FOR MORE DETAILED INFORMATION CONSULT TUTORIAL
Principle - Flow Injection
For more information on theoretical and practical aspects of
flow injection consult the complimentary CD available
Almost all reagent based assayscan be downscaled and automated by Flow Injection Analysis. FIA was first described in a patent filed in Denmark by Ruzicka and Hansen in 1974. Since then the technique has grown into a discipline covered by 21 monographs and almost 20,000 research papers. The scope of the method grew from a tool for automation of serial assays to a method for enhancing the performance of spectroscopic and electrochemical instruments. The first generation of FIA methodology, the Flow Injection (FI) is based on continuous flow, as described in this section. The second generation, the Sequential Injection (SI) utilizes flow programming to optimize the assay protocol.
The Principle
D
The FI technique is based on injection of sample solution into a continuously moving carrier solution that transports the assayed species through the reactor and into the detector. The assay protocol comprises the following steps :
A) Sample injection is designed to meter an exact volume of analyte solution into a flowing stream of reagent.
B) As the sample zone (red) moves downstream, the dispersion process mixes sample with reagent forming a reaction product (yellow). The extent of mixing and the length of reaction time is controlled by the flow rate, by channel volume, and by channel geometry.
C) The reaction mixture flows through the detector yielding an analytical readout. Since all standards and samples to be analyzed are individually processed in exactly the same way, the calibration curve is valid for samples to be assayed.
D) The peak height recorded by the detector is proportional to the analyte concentration.
Flow diagram for colorimetric assay of chloride
Colorimetric Assay of Chloride.
Each sample injected four times.
In this, the simplest configuration, a chloride sample is injected,
by means of a two position valve, into a continuously flowing
carrier stream of reagent. As the injected zone moves
downstream, the sample solution disperses within the reagent, forming a reaction product. A flow through detector placed downstream records absorbance, yielding a readout within 15 seconds after sample ( S1) injection.
Example: Nitrate Assay
FI manifold for automated assay of nitrate with integrated cadmium column using sulfanilamide reagent.. The calibration record of 0, 2, 5 and 8 ppm nitrate is followed by a routine run of nitrate assay extracted from soil samples.

**Raw data:**
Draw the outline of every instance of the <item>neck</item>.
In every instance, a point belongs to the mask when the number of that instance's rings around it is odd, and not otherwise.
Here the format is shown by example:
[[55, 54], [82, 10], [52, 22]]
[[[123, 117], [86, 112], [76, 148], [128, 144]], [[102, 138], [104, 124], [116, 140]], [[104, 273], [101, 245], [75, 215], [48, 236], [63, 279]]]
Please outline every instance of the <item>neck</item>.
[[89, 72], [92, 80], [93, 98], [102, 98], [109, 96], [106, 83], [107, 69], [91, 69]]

**Set of tasks:**
- a) Repeat the stretch of the flow injection passage from "Flow diagram for" through "from soil samples.".
- b) In what year was the patent that first described FIA filed, according to the flow injection passage?
- c) List the factors that the flow injection passage says control the extent of mixing and the length of reaction time.
None of the data is used here.

**Response list:**
- a)
Flow diagram for colorimetric assay of chloride
Colorimetric Assay of Chloride.
Each sample injected four times.
In this, the simplest configuration, a chloride sample is injected,
by means of a two position valve, into a continuously flowing
carrier stream of reagent. As the injected zone moves
downstream, the sample solution disperses within the reagent, forming a reaction product. A flow through detector placed downstream records absorbance, yielding a readout within 15 seconds after sample ( S1) injection.
Example: Nitrate Assay
FI manifold for automated assay of nitrate with integrated cadmium column using sulfanilamide reagent.. The calibration record of 0, 2, 5 and 8 ppm nitrate is followed by a routine run of nitrate assay extracted from soil samples.

- b) 1974

- c)
- Flow rate
- Channel volume
- Channel geometry